↓↓↓

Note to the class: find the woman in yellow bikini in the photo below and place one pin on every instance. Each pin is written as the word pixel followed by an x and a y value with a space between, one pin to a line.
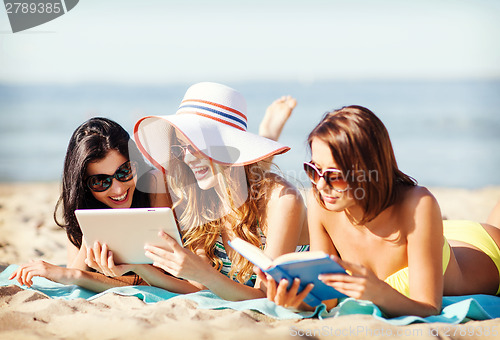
pixel 383 228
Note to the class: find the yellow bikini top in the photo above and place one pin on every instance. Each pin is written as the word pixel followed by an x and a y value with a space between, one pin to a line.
pixel 400 279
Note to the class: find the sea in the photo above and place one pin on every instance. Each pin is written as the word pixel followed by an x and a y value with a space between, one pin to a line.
pixel 444 133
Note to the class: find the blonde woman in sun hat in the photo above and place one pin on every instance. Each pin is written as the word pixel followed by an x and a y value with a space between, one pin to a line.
pixel 216 175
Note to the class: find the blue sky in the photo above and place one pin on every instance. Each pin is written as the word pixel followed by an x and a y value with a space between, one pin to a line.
pixel 157 42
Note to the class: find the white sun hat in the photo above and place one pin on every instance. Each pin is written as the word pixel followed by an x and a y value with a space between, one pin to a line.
pixel 212 117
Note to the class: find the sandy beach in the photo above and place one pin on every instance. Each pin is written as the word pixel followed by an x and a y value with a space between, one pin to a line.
pixel 28 231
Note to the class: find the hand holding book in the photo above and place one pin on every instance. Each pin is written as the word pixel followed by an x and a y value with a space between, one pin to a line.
pixel 306 266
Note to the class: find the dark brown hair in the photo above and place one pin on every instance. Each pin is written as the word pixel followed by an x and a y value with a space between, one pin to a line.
pixel 91 142
pixel 362 149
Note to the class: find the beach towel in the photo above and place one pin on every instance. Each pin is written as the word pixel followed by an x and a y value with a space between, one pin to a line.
pixel 456 309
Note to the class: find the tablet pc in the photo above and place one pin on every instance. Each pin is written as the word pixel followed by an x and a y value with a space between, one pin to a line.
pixel 126 231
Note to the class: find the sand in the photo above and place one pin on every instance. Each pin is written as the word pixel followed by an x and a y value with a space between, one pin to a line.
pixel 27 231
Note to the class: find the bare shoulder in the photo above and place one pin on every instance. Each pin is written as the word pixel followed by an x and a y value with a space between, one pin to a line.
pixel 418 198
pixel 420 211
pixel 159 194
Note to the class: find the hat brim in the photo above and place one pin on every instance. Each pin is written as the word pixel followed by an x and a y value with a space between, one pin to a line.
pixel 221 143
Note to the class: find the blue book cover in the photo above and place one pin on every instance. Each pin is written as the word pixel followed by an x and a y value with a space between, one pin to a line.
pixel 305 265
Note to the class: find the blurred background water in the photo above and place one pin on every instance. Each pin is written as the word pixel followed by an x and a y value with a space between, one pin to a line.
pixel 445 133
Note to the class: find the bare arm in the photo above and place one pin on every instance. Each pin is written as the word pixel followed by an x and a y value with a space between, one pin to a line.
pixel 425 244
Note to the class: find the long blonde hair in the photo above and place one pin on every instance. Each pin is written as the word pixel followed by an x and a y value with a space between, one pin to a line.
pixel 200 220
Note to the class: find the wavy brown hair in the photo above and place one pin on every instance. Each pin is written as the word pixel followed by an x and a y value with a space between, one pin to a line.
pixel 361 147
pixel 200 220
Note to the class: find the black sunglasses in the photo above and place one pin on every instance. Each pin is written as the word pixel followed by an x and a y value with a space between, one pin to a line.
pixel 99 183
pixel 332 177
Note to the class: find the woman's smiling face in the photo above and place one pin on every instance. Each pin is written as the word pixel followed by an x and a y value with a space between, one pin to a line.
pixel 119 194
pixel 322 158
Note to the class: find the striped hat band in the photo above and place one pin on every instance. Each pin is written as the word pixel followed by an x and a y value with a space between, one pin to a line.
pixel 220 113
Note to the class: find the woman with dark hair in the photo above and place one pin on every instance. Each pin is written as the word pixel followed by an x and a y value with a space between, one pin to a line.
pixel 386 231
pixel 217 176
pixel 101 171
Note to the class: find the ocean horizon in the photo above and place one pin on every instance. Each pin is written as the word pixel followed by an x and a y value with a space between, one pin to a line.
pixel 444 133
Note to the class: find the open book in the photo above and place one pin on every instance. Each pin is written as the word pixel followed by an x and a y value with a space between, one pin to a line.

↑↑↑

Repeat each entry exactly. Pictures do not belong in the copy.

> [OUTPUT FOR THIS EXERCISE]:
Note to the class: find the woman in yellow bikini in the photo below and place one pin on every instance. Each pin is written as the word pixel followed by an x and a y value with a space between, one pin to a line.
pixel 383 228
Note to the class: find the yellow bikini top in the photo above and place one pin on every instance. Each pin is written as the word pixel followed by an x and a y value with a space between, one pin to a line.
pixel 400 279
Note to the class: find the sea in the photo above and place one pin on every instance. Each pin is written as the word pixel followed by an x and a y value with a space between, one pin to a line.
pixel 444 133
Note to the class: find the blonde woman in sun hat in the photo above and place one pin on every instance. Each pin is written as the word pixel followed by an x and a y value with a space between, one pin to a line.
pixel 216 175
Note to the class: find the blue sky in the photo above and place one pin on every instance. Each pin is written as the word pixel followed by an x and a y value with a space between, one pin to a line.
pixel 157 42
Note to the class: find the white sun hat in the photo above and place one pin on every instance. Each pin is written as the word pixel followed by an x and a y value with a space between, one pin to a line.
pixel 212 117
Note to the class: find the sandy beach in the photo above and place one pin on every instance. Each pin is written as the word pixel followed by an x and a y value with a space between, one pin to a line.
pixel 28 231
Note to the class: find the hand holding book in the photo above and place one pin on every instance. Each pin is written as the word pixel followed by an x and a y value with a space between, one pin to a line.
pixel 306 266
Note to the class: find the dark brown hair in the photo above and place one pin on every instance. Each pin is written as the word pixel followed by an x and a y value with a space between, one pin to a line.
pixel 91 142
pixel 362 149
Note to the class: find the beach towel in the photo above and place one pin on every instance. Each pin is written as the word pixel followed by an x and a y value with a space between, one pin to a line.
pixel 456 309
Note to the class: find the tablet pc in the photo above and place one pin on every instance. Each pin is written as the word pixel followed by an x and a y value with a space between, one pin to a line.
pixel 126 231
Note to the class: find the sand in the photo above and place one pin on every instance. Each pin is written as the word pixel followed by an x and a y value with a space between, one pin to a line.
pixel 27 231
Note to the class: find the bare shoulder in the photo above and place one pin on every instance. Each pin is written as the word pixel followed by an x and a y value with a space between, one pin to a line.
pixel 418 198
pixel 420 211
pixel 159 194
Note to the class: find the hat brim in the photo above and place one pin on every instance. Each pin is written as the word pixel followed by an x and a y value with a space between, one pin to a line.
pixel 221 143
Note to the class: find the blue book cover in the photo above and place one pin on every instance. Each pin is written as the word pixel followed by an x and a y value with a space between, one pin to a line.
pixel 305 265
Note to the class: find the blurred background water in the photo above and place one pin on every instance. Each pin is written as the word pixel followed by an x and a y value with a space between, one pin to a line.
pixel 445 133
Note to the class: find the bare arm in the photo above and place one pin on every instance. Each pin is written as the word pixel followed by an x and a y value with a space between, one pin to a line.
pixel 425 244
Note to the class: find the long blonde hair in the photo above and place one pin on every instance. Each pin is written as the word pixel followed by an x and a y value with a space between, one pin to a line.
pixel 200 220
Note to the class: find the wavy brown hair in the photo above and place one pin on every instance. Each pin is written as the word pixel followed by an x and a y value with a space between, one pin to a line.
pixel 361 147
pixel 200 220
Note to the class: find the black sunglasses in the photo above and place one pin on every instance. Each pin is written as the word pixel followed by an x and a y value with a space between, one pin to a line.
pixel 99 183
pixel 332 177
Note to the class: find the woman's smiling face in the photo above and place one pin on every instance. Each pin is written as the word pixel followed by an x and a y value with a space between, one pin to a line.
pixel 119 194
pixel 322 158
Note to the class: find the striped hat band in the photo above and place one pin on every instance. Each pin is written as the word pixel followed by an x and a y value with a space between, one pin to a line.
pixel 220 113
Note to the class: find the woman with dark hair in the photo above and place one pin on every instance. Each pin is written as the word pixel followed by an x and a y value with a space between, one pin to a line.
pixel 386 231
pixel 217 176
pixel 101 171
Note to the class: find the ocean horizon in the photo above and place one pin on every instance. Each pin is written as the word pixel followed by an x and a y value with a space between, one pin to a line.
pixel 444 133
Note to the class: find the open book in the photo above and place one pin on every instance. Each pin is written as the word pixel followed by an x and a y value with a space between, one pin to a line.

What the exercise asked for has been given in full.